▸ **THE RECORDS**:
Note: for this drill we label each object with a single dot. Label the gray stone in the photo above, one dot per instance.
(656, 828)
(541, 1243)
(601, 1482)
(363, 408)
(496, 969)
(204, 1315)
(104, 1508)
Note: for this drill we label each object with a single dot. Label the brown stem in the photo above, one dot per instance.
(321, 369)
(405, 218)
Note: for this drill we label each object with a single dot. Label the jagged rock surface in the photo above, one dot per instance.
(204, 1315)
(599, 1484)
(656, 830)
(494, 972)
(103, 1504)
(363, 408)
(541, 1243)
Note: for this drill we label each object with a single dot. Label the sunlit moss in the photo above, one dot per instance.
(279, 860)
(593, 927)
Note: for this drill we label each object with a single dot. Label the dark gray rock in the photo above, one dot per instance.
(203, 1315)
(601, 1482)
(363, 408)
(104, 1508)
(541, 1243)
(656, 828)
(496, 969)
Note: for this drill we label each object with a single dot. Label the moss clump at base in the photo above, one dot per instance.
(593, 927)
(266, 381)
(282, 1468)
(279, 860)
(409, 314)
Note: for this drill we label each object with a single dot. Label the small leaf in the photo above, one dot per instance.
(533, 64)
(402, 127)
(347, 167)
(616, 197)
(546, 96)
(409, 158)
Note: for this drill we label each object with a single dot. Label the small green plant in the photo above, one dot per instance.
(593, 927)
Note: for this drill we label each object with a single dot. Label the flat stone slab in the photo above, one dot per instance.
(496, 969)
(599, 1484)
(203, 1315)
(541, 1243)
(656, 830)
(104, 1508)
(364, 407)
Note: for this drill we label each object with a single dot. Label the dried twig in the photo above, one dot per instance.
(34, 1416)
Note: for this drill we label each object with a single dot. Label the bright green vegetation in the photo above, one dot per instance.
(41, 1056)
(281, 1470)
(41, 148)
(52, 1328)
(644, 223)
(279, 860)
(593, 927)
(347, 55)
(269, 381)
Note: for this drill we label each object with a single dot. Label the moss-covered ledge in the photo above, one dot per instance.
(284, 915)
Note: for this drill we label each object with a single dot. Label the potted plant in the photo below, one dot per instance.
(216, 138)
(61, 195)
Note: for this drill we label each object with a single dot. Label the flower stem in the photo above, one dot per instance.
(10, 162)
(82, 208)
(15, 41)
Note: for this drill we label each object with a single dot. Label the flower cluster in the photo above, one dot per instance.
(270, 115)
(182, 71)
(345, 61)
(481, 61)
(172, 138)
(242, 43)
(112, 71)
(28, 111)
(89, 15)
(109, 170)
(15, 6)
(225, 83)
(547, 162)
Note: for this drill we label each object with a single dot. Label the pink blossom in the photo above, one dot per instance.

▸ **WHAT TO PRODUCE**: Extract all of the data above and output it character for character.

▸ **RESULT OF THIS TASK**:
Note: for this drill we label each object with a single dot. Label the gray stone in the photo above, one dot per instance.
(656, 828)
(541, 1243)
(601, 1482)
(363, 408)
(496, 969)
(204, 1315)
(104, 1508)
Note: for this drill we label each object with a single dot. Label the brown stem in the photo above, one dot per instance.
(321, 369)
(405, 218)
Note: for this drill we label each object with a single dot. Label the jagged rock surface in the photo above, one dot per instance.
(204, 1315)
(599, 1484)
(656, 830)
(494, 972)
(103, 1504)
(363, 408)
(541, 1243)
Note: for this drill we label each object with a single dot. Label the sunlit moss in the photo above, one dot per instance.
(279, 860)
(593, 927)
Note: for this drill we label each object with a single dot. Label the dark gray rock in the photo above, one dot per instance.
(203, 1315)
(601, 1482)
(363, 408)
(104, 1508)
(541, 1243)
(656, 828)
(496, 969)
Note: for this drill we label each object with a single dot. Label the moss clump at base in the photo above, one dot per instance.
(593, 927)
(266, 381)
(282, 1468)
(279, 860)
(409, 314)
Note: for this drill we label each object with a single dot. Label the small leaf in the photo above, one dot per instance.
(533, 64)
(402, 127)
(347, 167)
(616, 197)
(546, 96)
(409, 158)
Note: for this drill we label each object with a single dot. Label the small green plant in the photo above, one dot per instance.
(593, 927)
Note: for this drill we label each object with a single dot. Label the flat stone slab in the photo above, one dot per instance.
(496, 969)
(599, 1484)
(203, 1315)
(541, 1243)
(656, 830)
(104, 1508)
(364, 407)
Note: for this drill we label each object with a single dot. Label the dried twig in the photo above, one dot per instance.
(34, 1416)
Note: for this drill we label each object with a single dot. Label the bright green vegetation in the photo above, one dot per instance.
(41, 1056)
(281, 1470)
(41, 148)
(52, 1328)
(644, 223)
(279, 860)
(593, 927)
(347, 55)
(269, 381)
Note: for this drill we label each object with a single dot. Label the moss-covered ledge in the photo above, one dot per instance.
(284, 915)
Note: for this drill we label each object with a single dot. Label the potted plant in the photo below, one dot per instance.
(216, 138)
(61, 195)
Note: for this drill we label each object with a single dot. Label the flower stem in the photo above, one dot per instance.
(10, 162)
(82, 208)
(15, 41)
Note: for this drill we label each object with a single dot. Label the flower cluster in the photo above, one dot per instance.
(270, 115)
(182, 71)
(345, 61)
(481, 61)
(172, 138)
(242, 43)
(112, 71)
(28, 111)
(89, 15)
(109, 170)
(15, 6)
(225, 83)
(547, 162)
Note: for this drill we label each object with a single dot. Label the pink blossom in the photo above, one dot per instance.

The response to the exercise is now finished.